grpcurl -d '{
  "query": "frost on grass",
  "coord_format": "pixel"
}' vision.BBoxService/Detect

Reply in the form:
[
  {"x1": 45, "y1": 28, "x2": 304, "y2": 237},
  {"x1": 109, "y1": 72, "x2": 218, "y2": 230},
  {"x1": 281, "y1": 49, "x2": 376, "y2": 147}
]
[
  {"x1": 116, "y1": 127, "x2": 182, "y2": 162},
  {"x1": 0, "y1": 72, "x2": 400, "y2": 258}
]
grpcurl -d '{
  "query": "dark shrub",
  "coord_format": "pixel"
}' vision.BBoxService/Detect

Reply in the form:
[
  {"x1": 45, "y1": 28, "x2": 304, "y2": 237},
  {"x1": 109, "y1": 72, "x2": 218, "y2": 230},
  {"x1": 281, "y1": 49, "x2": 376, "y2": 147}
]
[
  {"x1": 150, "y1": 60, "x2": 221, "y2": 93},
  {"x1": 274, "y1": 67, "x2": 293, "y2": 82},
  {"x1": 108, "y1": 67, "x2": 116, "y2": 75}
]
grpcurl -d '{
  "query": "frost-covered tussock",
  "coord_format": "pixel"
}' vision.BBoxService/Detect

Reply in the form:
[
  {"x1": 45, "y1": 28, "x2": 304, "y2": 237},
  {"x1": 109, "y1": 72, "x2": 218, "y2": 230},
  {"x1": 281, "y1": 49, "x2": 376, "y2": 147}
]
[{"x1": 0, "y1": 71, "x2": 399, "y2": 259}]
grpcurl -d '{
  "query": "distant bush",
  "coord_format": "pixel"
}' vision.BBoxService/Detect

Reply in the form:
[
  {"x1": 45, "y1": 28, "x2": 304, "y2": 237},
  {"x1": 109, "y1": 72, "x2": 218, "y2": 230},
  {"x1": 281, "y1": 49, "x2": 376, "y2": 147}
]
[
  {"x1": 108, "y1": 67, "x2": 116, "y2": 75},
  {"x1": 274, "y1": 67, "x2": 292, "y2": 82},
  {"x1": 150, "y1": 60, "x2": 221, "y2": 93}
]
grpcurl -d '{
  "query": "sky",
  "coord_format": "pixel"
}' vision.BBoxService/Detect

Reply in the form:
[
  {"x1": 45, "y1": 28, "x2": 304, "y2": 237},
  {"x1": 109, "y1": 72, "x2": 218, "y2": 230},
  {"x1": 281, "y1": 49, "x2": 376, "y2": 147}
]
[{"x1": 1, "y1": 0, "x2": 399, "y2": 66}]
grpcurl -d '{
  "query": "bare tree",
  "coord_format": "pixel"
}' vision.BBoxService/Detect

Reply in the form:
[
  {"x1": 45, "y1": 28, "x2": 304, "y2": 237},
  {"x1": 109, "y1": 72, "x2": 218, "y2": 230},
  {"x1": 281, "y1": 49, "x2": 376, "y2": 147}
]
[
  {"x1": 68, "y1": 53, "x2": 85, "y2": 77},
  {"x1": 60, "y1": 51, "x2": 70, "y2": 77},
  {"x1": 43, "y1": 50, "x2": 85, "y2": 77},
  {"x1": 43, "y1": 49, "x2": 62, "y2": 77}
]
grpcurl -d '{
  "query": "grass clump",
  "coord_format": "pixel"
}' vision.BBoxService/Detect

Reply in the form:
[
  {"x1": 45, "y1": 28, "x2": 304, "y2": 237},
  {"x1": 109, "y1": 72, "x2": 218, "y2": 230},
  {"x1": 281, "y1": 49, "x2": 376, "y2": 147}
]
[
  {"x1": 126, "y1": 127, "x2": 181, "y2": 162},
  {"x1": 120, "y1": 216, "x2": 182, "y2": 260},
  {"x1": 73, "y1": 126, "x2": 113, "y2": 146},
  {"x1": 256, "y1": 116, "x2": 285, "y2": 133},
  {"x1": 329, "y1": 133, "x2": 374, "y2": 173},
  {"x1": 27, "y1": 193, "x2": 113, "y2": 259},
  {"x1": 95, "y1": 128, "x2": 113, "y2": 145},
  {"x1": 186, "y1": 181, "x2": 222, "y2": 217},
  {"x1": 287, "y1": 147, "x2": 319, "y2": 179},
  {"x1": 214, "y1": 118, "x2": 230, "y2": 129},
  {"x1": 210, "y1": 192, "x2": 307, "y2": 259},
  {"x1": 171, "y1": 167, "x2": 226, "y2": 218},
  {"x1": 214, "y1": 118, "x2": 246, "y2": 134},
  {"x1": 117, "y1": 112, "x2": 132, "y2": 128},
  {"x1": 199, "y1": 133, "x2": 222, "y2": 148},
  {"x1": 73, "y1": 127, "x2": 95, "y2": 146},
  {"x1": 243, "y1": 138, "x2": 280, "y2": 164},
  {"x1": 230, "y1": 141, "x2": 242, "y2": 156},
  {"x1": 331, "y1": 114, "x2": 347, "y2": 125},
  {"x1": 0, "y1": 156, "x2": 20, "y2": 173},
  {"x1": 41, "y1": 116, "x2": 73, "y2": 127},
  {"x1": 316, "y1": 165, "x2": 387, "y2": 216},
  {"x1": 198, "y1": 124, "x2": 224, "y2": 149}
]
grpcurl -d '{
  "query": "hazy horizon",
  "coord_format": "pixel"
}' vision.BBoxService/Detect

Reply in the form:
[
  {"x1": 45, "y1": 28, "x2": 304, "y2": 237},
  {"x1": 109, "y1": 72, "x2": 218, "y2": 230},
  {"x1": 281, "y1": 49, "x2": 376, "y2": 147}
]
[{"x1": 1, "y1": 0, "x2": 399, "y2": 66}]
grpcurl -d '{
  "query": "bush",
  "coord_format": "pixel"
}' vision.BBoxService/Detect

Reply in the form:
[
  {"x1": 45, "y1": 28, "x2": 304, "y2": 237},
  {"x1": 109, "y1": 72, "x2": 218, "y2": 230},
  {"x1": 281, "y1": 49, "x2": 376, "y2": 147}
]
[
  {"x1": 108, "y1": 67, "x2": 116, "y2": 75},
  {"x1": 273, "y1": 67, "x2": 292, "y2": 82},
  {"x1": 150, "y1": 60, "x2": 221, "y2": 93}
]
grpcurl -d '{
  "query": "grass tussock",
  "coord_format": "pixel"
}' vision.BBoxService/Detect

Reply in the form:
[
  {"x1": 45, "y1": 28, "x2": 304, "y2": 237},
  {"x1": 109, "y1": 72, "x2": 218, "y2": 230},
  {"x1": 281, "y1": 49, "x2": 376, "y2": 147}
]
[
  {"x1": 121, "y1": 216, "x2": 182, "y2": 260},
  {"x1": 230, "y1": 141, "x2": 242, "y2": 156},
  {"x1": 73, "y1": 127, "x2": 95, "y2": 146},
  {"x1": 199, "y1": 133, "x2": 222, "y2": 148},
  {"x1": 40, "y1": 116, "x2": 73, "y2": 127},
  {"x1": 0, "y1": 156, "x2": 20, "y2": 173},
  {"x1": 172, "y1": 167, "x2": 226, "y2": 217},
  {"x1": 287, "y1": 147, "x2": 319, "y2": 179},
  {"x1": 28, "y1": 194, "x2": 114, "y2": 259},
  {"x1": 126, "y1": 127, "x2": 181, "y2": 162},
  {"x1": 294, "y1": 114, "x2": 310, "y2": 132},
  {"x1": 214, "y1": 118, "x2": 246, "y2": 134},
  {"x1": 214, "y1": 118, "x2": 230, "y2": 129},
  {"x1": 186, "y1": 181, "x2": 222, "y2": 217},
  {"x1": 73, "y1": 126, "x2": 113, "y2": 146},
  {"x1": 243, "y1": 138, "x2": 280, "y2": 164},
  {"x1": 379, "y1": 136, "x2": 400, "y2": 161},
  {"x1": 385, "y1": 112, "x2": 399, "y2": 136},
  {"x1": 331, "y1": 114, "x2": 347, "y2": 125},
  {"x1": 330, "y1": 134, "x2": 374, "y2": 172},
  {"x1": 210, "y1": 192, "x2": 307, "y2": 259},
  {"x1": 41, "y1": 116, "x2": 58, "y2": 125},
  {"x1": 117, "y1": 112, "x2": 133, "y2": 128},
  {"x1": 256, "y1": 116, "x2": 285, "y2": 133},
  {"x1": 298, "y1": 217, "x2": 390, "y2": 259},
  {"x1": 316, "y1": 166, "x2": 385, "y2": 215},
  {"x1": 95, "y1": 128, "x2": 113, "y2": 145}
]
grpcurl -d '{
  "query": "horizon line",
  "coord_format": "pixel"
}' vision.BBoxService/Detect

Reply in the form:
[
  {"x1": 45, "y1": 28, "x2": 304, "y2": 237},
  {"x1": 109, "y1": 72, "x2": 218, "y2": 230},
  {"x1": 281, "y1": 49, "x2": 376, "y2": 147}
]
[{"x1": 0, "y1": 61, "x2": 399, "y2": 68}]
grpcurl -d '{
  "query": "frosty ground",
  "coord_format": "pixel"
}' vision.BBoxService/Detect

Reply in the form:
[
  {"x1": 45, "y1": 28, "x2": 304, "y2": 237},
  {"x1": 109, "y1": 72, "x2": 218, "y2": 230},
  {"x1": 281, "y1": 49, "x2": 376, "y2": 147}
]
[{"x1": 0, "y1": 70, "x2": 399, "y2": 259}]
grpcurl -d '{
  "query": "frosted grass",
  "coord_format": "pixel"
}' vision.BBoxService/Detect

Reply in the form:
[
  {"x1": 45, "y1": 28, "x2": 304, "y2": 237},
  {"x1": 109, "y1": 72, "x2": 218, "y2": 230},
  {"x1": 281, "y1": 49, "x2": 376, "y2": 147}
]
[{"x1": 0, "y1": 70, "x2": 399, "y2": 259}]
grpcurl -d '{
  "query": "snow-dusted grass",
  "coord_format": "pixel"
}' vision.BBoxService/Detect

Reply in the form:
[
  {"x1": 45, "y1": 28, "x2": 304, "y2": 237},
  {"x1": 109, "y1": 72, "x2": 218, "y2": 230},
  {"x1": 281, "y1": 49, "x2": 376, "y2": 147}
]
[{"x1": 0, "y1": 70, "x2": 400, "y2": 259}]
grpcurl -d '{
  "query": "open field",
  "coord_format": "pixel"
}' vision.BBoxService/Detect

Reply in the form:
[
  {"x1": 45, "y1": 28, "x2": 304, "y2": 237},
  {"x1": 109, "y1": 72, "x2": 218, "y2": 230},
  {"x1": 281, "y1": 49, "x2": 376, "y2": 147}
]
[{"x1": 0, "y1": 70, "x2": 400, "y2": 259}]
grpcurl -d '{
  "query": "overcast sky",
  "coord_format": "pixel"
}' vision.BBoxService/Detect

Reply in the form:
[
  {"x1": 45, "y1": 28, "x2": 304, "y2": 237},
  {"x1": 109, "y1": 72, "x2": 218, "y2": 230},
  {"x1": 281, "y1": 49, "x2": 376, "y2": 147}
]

=== EXERCISE BRIEF ===
Would you copy every line of the entries in which "grass" appears?

=== OUTPUT OF THE TASK ===
  "query": "frost on grass",
  "query": "grass clump",
  "query": "grass tussock",
  "query": "frosted grass",
  "query": "snow-dusted grass",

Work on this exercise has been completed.